▶ Text:
The Relaxed Rules for Finding What You Seek

In the Tom Cruise dramady Cocktail, we learn a series of rules for life and business. Coughlin’s Laws are eponymous with their creator, Doug Coughlin (played by Bryan Brown).

Who was Doug Coughlin? Well, according to the man himself, he was a “Logical Negativist. Flourished in the last part of the 20th century. Propounded a set of laws the world generally ignores, to its detriment.”

Coughlin’s Laws were as follows:

  1. Drink or be gone.
  2. Anything else is always something better.
  3. Never show surprise. Never lose your cool.
  4. Never tell tales about a woman. No matter how far she is, she’ll hear you.
  5. Bury the dead, they stink up the joint. As far as the rest of Coughlin’s Laws, ignore them. The guy was always full of shit.

These rules are pretty good. And we’ll keep a few. But we’ll fold them into our own set of rules – The Rules of Relaxed Success.

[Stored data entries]
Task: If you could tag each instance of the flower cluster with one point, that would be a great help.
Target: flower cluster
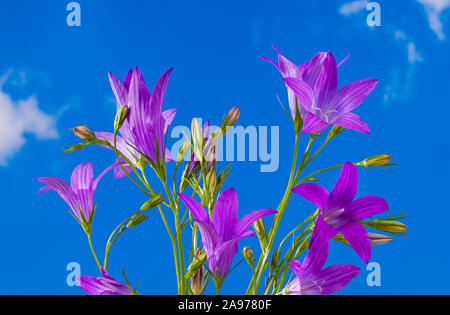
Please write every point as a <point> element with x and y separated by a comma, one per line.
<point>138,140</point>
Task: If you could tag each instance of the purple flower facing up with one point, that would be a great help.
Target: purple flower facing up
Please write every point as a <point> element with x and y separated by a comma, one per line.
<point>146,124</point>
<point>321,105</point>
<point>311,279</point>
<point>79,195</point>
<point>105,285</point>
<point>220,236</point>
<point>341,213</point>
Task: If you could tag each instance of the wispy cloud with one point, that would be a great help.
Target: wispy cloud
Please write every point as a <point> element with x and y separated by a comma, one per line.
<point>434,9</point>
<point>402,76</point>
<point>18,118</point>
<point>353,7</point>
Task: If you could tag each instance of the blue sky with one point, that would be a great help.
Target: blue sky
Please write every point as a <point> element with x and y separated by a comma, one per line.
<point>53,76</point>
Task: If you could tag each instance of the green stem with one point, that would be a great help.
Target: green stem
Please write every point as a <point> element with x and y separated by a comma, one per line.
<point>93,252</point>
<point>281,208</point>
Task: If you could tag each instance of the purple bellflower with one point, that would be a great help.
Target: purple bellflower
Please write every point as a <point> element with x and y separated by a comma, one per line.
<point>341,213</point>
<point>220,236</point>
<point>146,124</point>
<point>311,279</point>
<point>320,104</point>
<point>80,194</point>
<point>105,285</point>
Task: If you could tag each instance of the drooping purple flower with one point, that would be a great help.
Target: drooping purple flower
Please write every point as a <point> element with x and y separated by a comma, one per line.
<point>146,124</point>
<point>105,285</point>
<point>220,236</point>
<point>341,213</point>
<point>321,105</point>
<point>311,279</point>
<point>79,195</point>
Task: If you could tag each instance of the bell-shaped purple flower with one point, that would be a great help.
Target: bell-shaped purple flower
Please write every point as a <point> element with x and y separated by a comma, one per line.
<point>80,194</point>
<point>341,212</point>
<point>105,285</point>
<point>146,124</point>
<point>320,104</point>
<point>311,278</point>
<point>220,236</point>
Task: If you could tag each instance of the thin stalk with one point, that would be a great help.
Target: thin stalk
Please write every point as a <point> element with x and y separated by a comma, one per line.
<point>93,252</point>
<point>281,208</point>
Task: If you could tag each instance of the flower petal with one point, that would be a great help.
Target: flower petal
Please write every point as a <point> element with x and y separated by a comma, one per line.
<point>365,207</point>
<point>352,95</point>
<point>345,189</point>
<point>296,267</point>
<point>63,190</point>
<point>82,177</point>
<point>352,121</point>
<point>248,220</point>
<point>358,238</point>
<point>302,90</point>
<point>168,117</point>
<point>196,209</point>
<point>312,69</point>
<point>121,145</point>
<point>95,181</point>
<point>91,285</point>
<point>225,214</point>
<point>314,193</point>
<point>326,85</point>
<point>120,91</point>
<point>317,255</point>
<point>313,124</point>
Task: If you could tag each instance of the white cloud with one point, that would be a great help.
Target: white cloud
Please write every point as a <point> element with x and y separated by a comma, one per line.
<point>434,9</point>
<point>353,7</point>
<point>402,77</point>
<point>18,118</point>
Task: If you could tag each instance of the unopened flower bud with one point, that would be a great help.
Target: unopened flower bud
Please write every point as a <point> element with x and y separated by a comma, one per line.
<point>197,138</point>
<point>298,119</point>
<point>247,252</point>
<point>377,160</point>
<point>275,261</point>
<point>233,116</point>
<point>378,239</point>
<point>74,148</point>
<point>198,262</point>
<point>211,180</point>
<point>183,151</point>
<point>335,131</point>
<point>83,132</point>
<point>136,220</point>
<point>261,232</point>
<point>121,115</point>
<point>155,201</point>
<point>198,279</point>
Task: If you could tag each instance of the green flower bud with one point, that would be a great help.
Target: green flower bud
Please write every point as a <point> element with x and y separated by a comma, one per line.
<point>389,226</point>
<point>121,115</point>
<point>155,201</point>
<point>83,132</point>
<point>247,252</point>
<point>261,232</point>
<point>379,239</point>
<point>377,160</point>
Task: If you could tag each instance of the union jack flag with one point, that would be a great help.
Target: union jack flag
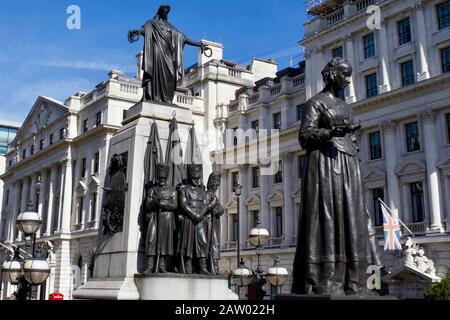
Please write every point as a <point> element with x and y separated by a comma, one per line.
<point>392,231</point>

▶ Check your understanding:
[a] According to the Coughlin's Laws text, who played Doug Coughlin?
[b] Quote the part of the Coughlin's Laws text that opens with the words "1. Drink or" and closes with "full of shit.".

▶ Results by task:
[a] Bryan Brown

[b]
1. Drink or be gone.
  2. Anything else is always something better.
  3. Never show surprise. Never lose your cool.
  4. Never tell tales about a woman. No matter how far she is, she’ll hear you.
  5. Bury the dead, they stink up the joint. As far as the rest of Coughlin’s Laws, ignore them. The guy was always full of shit.